Exercise details: What is needed is an exact copy of every entry below, minus the images.

*** Data listing ***

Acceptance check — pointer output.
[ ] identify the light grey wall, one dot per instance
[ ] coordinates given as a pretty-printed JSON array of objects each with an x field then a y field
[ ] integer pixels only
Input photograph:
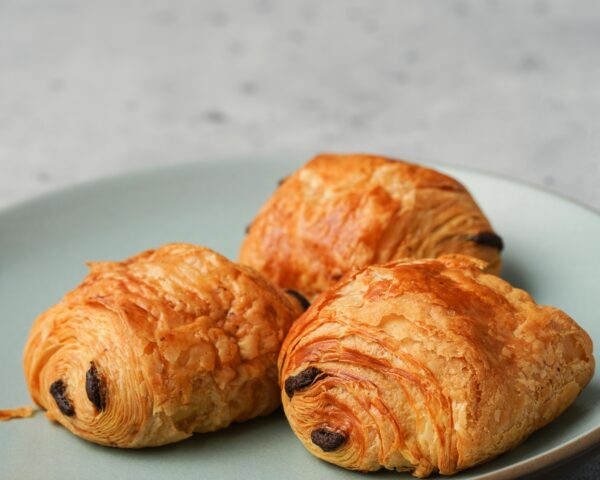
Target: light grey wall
[{"x": 89, "y": 89}]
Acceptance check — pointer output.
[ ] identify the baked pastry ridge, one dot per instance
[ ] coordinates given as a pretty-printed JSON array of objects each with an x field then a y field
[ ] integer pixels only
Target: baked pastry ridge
[
  {"x": 340, "y": 212},
  {"x": 428, "y": 366},
  {"x": 166, "y": 343}
]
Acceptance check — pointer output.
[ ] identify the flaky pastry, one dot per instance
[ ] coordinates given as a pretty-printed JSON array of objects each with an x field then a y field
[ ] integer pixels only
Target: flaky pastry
[
  {"x": 427, "y": 366},
  {"x": 149, "y": 350},
  {"x": 340, "y": 212}
]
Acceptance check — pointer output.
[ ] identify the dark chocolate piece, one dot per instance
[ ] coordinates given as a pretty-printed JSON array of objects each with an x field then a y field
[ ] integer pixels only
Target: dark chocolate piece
[
  {"x": 327, "y": 439},
  {"x": 94, "y": 387},
  {"x": 304, "y": 379},
  {"x": 59, "y": 391},
  {"x": 298, "y": 296},
  {"x": 489, "y": 239}
]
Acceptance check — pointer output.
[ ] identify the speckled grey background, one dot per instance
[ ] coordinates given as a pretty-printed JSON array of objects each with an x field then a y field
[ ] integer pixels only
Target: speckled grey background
[{"x": 89, "y": 89}]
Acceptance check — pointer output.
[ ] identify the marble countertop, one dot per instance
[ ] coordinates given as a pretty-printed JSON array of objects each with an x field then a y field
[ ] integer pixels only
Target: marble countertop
[{"x": 90, "y": 89}]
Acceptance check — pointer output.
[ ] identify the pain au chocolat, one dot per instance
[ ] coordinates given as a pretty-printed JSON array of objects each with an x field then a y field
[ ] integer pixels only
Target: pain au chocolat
[
  {"x": 427, "y": 366},
  {"x": 340, "y": 212},
  {"x": 149, "y": 350}
]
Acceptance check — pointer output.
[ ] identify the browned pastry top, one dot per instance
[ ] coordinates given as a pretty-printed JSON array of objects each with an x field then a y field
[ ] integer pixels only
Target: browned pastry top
[
  {"x": 166, "y": 343},
  {"x": 428, "y": 365},
  {"x": 340, "y": 212}
]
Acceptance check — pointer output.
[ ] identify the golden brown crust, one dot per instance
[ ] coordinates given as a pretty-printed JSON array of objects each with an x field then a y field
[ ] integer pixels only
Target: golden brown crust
[
  {"x": 426, "y": 366},
  {"x": 340, "y": 212},
  {"x": 149, "y": 350},
  {"x": 11, "y": 414}
]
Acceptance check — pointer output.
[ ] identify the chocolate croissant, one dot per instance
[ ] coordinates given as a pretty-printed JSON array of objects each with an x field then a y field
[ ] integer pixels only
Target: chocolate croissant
[
  {"x": 427, "y": 366},
  {"x": 149, "y": 350},
  {"x": 340, "y": 212}
]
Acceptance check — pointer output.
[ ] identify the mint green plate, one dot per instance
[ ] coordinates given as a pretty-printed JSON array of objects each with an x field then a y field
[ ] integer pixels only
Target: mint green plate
[{"x": 551, "y": 251}]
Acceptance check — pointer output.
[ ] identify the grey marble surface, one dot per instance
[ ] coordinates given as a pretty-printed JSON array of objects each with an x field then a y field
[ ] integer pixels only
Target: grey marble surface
[{"x": 89, "y": 89}]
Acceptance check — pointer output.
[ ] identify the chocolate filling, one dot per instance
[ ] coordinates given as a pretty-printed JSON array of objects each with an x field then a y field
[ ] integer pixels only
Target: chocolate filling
[
  {"x": 298, "y": 296},
  {"x": 327, "y": 439},
  {"x": 59, "y": 391},
  {"x": 94, "y": 388},
  {"x": 489, "y": 239},
  {"x": 304, "y": 379}
]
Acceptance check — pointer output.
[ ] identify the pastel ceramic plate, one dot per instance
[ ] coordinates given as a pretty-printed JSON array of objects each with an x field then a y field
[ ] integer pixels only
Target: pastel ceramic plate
[{"x": 551, "y": 251}]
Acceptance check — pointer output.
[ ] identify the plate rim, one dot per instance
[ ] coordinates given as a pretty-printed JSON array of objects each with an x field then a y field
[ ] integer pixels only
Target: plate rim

*** End of Data listing ***

Solution for this exercise:
Acceptance check — pointer output.
[ ] identify the light grey wall, one dot per instance
[ ] coordinates given as a pretty-printed JSON array of objects each with an x field then a y field
[ ] integer pixels only
Input photograph:
Target: light grey wall
[{"x": 89, "y": 89}]
Acceptance check — pointer output.
[ ] identify the baked pastry ridge, one dot per instance
[ ] coordinates given as a pretty-printed JSON array of objects each with an x field then a y field
[ ] integer pixels only
Target: baked pastry ridge
[
  {"x": 340, "y": 212},
  {"x": 428, "y": 366},
  {"x": 166, "y": 343}
]
Acceptance check — pointer output.
[ ] identify the flaky pastry, one dot per instance
[ ] coordinates given as a pretty-printed JSON array of objects each with an x field then a y field
[ ] integer pixels only
Target: flaky pastry
[
  {"x": 427, "y": 366},
  {"x": 149, "y": 350},
  {"x": 340, "y": 212}
]
Acceptance check — pointer output.
[ ] identify the dark chocolate piece, one dot per instance
[ ] coordinates given as a pretty-printed JSON array of objects each with an x field then a y field
[ ] integer pixels only
Target: dark chocolate piece
[
  {"x": 327, "y": 439},
  {"x": 94, "y": 387},
  {"x": 304, "y": 379},
  {"x": 59, "y": 391},
  {"x": 298, "y": 296},
  {"x": 489, "y": 239}
]
Acceptance check — pointer output.
[ ] identify the speckled grey background, one dot per instance
[ ] coordinates given as a pretty-printed JSON array of objects each with an x field then a y field
[ ] integer pixels only
Target: speckled grey background
[{"x": 89, "y": 89}]
Acceptance check — pointer output.
[ ] identify the marble countertop, one dot per instance
[ ] coordinates given as a pretty-printed JSON array of objects each with an x field then a y field
[ ] integer pixels only
Target: marble countertop
[{"x": 90, "y": 89}]
Acceptance check — pointer output.
[ ] identify the pain au chocolat, one dot per instance
[ ] coordinates given as a pretty-printed JSON array of objects each with an x field then a y field
[ ] integer pixels only
Target: pain au chocolat
[
  {"x": 427, "y": 366},
  {"x": 340, "y": 212},
  {"x": 149, "y": 350}
]
Acceptance check — pointer output.
[ ] identify the browned pastry top, one dot per instance
[ ] coordinates given as a pretty-printed JSON array of objects each with an x field then a y field
[ ] integer pixels only
Target: browned pastry top
[
  {"x": 166, "y": 343},
  {"x": 428, "y": 365},
  {"x": 340, "y": 212}
]
Acceptance check — pointer output.
[ ] identify the golden brown crust, one dot per instance
[ ] coordinates given as a pretty-printed JSON array of objects each with an x field then a y field
[ ] integer pixels only
Target: golden brown crust
[
  {"x": 426, "y": 366},
  {"x": 340, "y": 212},
  {"x": 149, "y": 350},
  {"x": 11, "y": 414}
]
Acceptance check — pointer output.
[ ] identify the chocolate croissant, one dot per instance
[ ] coordinates given as a pretty-printed JSON array of objects each with an x field then a y field
[ ] integer pixels only
Target: chocolate croissant
[
  {"x": 427, "y": 366},
  {"x": 149, "y": 350},
  {"x": 340, "y": 212}
]
Acceptance check — pointer output.
[ ] identify the mint green plate, one dot per instance
[ ] coordinates given as a pretty-printed JSON array of objects each with an x field then a y field
[ ] integer pixels only
Target: mint green plate
[{"x": 551, "y": 251}]
Acceptance check — pointer output.
[ ] identify the grey marble surface, one dot per instance
[ ] coordinates given as a pretty-printed JSON array of objects each with an x field then a y field
[ ] integer pixels only
Target: grey marble surface
[{"x": 89, "y": 89}]
Acceptance check — pointer output.
[ ] identify the chocolate filling, one dot per instance
[ ] coordinates given as a pretty-printed JSON array of objects each with an x field then a y field
[ ] integer pixels only
Target: chocolate filling
[
  {"x": 298, "y": 296},
  {"x": 327, "y": 439},
  {"x": 59, "y": 391},
  {"x": 94, "y": 388},
  {"x": 489, "y": 239},
  {"x": 304, "y": 379}
]
Acceptance check — pointer output.
[ ] identify the pastel ceramic plate, one dot per instance
[ ] coordinates given as a pretty-printed JSON array of objects each with an x field then a y field
[ ] integer pixels only
Target: pastel ceramic plate
[{"x": 551, "y": 251}]
Acceptance check — pointer output.
[ ] identify the plate rim, one dot per instance
[ ] coordinates given as a pretty-printed JSON array of objects each with an x field then a y field
[ ] integer pixels only
Target: plate rim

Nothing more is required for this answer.